* Entries supplied
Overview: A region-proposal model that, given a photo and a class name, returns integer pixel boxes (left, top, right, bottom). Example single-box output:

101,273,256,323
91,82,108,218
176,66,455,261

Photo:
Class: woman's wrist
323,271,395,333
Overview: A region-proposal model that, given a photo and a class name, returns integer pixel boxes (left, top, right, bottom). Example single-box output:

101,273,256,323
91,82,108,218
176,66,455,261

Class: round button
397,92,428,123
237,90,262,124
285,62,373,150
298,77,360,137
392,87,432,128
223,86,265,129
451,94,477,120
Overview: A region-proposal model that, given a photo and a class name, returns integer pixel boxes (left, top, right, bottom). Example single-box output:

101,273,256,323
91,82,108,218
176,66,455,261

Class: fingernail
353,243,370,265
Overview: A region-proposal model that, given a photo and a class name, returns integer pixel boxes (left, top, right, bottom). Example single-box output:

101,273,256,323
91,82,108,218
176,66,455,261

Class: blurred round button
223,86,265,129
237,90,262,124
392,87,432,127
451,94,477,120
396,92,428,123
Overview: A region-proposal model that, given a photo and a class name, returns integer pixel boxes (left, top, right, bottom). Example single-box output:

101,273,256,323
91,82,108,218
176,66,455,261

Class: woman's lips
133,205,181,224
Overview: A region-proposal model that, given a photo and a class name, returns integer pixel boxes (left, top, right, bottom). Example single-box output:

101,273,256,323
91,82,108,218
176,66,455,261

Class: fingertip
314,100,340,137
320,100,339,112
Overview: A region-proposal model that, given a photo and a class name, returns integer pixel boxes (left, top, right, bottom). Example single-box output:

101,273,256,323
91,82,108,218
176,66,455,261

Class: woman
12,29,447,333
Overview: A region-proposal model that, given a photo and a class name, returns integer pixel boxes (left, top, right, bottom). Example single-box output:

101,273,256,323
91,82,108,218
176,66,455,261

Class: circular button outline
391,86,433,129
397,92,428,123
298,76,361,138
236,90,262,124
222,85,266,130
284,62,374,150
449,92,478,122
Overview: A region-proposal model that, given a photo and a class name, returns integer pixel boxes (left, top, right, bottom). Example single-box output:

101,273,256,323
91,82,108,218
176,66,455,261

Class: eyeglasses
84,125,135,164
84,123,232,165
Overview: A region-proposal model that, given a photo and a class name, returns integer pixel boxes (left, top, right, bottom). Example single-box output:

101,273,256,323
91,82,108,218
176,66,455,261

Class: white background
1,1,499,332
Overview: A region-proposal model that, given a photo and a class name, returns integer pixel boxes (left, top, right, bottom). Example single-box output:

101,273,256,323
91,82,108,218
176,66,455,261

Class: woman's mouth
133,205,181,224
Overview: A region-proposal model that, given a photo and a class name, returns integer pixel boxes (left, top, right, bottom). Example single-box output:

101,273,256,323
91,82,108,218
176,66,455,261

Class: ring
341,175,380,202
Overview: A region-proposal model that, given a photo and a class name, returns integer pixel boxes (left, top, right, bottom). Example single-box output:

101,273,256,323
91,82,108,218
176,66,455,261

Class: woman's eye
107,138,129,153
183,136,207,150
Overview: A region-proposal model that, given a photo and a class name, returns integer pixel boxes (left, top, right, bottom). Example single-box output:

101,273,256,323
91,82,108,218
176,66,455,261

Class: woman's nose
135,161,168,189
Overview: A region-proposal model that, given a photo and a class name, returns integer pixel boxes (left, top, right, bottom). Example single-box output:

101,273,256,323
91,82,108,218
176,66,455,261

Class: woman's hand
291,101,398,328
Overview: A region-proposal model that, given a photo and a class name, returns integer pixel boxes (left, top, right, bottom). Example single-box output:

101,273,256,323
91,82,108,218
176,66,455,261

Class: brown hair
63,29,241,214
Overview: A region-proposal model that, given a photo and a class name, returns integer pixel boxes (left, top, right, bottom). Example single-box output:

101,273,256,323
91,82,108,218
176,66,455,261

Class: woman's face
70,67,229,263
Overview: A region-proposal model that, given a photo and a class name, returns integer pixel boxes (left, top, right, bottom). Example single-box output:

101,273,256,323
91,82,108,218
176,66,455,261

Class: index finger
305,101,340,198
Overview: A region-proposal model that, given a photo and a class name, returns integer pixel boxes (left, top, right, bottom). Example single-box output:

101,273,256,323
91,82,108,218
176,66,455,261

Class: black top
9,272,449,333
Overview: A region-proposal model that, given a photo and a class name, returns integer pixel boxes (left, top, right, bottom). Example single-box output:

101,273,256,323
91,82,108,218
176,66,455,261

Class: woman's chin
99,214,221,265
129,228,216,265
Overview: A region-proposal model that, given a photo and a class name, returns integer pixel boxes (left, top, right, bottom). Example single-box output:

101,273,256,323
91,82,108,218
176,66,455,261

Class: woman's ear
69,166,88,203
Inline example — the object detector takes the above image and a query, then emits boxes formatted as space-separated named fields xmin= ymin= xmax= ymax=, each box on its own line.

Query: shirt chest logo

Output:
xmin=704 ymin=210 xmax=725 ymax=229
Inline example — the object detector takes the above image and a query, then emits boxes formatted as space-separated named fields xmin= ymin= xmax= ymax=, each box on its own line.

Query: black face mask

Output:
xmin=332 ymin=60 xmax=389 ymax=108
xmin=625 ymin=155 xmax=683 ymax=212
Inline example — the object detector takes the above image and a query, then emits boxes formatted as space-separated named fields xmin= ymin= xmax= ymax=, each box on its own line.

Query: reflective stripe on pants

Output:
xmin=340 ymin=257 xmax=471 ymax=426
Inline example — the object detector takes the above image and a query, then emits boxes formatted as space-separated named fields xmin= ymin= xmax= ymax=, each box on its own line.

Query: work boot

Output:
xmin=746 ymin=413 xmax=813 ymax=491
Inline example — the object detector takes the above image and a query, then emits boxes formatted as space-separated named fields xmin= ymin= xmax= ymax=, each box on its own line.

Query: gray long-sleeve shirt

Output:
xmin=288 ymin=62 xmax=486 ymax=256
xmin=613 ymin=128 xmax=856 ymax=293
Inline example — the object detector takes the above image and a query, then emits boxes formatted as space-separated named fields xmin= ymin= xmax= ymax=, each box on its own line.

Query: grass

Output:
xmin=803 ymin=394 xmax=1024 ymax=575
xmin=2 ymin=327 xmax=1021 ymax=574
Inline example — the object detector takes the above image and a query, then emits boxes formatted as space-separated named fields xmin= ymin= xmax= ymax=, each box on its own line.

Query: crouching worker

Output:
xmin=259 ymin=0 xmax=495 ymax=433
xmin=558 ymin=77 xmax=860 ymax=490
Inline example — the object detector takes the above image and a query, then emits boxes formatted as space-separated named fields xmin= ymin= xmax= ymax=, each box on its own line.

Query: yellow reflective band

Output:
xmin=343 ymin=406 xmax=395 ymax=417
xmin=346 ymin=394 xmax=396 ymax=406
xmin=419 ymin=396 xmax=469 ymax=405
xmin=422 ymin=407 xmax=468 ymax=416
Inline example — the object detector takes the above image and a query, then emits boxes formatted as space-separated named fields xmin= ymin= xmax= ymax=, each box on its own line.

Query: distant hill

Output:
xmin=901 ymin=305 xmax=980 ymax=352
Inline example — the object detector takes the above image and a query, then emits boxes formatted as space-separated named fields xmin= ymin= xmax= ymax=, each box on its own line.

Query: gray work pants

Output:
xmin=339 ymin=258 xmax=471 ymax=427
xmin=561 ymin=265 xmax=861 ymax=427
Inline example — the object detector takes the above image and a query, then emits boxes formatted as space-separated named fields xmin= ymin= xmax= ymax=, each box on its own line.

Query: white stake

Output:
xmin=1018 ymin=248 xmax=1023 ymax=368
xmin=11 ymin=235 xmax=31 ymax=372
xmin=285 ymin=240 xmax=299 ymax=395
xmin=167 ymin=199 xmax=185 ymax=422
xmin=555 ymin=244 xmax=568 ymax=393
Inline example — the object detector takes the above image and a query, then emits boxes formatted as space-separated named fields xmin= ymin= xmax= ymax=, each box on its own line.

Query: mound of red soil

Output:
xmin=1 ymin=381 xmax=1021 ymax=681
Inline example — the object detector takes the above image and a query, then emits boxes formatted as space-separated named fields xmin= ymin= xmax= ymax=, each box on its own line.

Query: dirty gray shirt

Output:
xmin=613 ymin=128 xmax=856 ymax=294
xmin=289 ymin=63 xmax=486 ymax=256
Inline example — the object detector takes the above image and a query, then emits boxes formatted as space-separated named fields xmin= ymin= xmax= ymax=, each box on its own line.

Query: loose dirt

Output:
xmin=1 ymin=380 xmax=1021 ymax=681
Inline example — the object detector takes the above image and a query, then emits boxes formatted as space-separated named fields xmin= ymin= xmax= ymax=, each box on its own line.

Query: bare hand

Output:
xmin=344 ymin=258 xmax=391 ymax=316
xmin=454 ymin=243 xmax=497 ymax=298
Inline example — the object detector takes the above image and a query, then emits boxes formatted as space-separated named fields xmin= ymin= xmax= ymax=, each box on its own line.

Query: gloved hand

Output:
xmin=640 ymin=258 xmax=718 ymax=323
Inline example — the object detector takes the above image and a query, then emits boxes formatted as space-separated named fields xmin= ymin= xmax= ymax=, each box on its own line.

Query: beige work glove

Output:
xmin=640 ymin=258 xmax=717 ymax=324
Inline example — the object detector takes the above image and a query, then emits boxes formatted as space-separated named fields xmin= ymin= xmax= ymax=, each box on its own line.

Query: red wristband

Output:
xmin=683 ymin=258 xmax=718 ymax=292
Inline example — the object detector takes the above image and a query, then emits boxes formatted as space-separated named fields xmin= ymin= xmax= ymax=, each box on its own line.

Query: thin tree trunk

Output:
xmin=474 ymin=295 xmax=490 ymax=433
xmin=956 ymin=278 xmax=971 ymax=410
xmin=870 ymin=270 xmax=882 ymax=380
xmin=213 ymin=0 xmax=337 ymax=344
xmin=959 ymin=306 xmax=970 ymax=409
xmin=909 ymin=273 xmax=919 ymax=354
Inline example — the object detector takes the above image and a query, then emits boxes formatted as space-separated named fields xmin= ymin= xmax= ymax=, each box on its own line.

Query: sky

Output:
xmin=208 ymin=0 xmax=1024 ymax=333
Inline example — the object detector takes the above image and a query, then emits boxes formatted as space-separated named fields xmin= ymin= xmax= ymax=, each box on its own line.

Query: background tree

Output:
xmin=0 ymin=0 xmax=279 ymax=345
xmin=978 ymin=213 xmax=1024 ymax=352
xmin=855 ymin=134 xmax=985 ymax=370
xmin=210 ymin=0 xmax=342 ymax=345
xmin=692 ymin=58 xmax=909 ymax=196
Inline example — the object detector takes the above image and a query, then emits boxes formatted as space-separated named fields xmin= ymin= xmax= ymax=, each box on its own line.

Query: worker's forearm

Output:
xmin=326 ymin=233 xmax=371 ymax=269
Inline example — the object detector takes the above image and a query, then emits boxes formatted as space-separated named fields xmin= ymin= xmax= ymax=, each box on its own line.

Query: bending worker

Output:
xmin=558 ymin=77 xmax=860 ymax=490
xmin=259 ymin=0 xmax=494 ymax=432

* What the task requires
Using the records above, set down exactly the lines from the one with "Query: red wristband" through the one with "Query: bending worker", inclusive, and nothing more.

* Written response
Query: red wristband

Output:
xmin=683 ymin=258 xmax=718 ymax=292
Inline example — the object detector takes the above image and a query, then emits boxes formatted as space-separated named fields xmin= ymin= xmax= ymax=, each box on its own line.

Query: thin tree trunk

Output:
xmin=474 ymin=295 xmax=490 ymax=433
xmin=956 ymin=278 xmax=971 ymax=410
xmin=870 ymin=270 xmax=882 ymax=380
xmin=213 ymin=0 xmax=337 ymax=344
xmin=959 ymin=306 xmax=970 ymax=409
xmin=909 ymin=273 xmax=919 ymax=354
Inline example — the object detector takes the above image and a query, then emits boxes formatted as space-separated named fields xmin= ymin= xmax= ymax=, each box on its own line.

Query: sky

Output:
xmin=208 ymin=0 xmax=1024 ymax=333
Inline example — the object detector takes the above image and a query, then emits boxes formatted as space-separated named fields xmin= ymin= xmax= ymax=, each box on its own line.

Query: background tree

Output:
xmin=0 ymin=0 xmax=279 ymax=345
xmin=978 ymin=213 xmax=1024 ymax=352
xmin=855 ymin=134 xmax=985 ymax=370
xmin=210 ymin=0 xmax=342 ymax=345
xmin=692 ymin=58 xmax=909 ymax=196
Inline example — the object detector takes the above image and a query, then emits boxes formatted as space-separated named fields xmin= ymin= xmax= ymax=, each box on its own line.

Query: worker's forearm

Output:
xmin=326 ymin=233 xmax=371 ymax=269
Inline example — the object detector takes the above image and a query, then emits boxes formatted as space-separated named fields xmin= ymin= xmax= ymax=, each box on its own line.

Query: bending worker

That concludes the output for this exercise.